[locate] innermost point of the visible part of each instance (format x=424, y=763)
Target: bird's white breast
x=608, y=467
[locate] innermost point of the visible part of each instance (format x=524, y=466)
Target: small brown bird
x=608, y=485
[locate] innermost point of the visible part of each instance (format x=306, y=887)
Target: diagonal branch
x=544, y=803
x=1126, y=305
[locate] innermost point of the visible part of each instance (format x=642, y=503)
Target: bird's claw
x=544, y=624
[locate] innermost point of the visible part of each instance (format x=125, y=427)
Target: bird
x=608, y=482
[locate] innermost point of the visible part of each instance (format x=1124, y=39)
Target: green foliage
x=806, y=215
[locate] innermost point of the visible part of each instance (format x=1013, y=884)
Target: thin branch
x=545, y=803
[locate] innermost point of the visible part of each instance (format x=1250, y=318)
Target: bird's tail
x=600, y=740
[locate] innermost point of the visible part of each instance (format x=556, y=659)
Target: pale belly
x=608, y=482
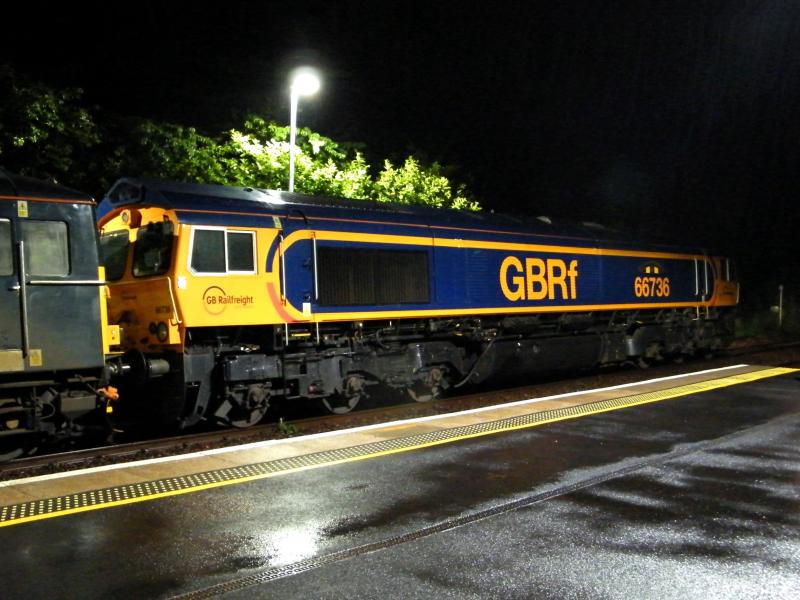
--
• [Challenge]
Swap "brown" for "tan" in the records, starting at the first line and ending at the line that contains "x=608, y=485". Give only those lines, with nothing else changed.

• [Response below]
[locate] innermost point of the visible part of each instance (format x=424, y=763)
Target: bird's white breast
x=608, y=467
[locate] innermost point of the visible part of each instance (format x=524, y=466)
Target: small tan bird
x=608, y=485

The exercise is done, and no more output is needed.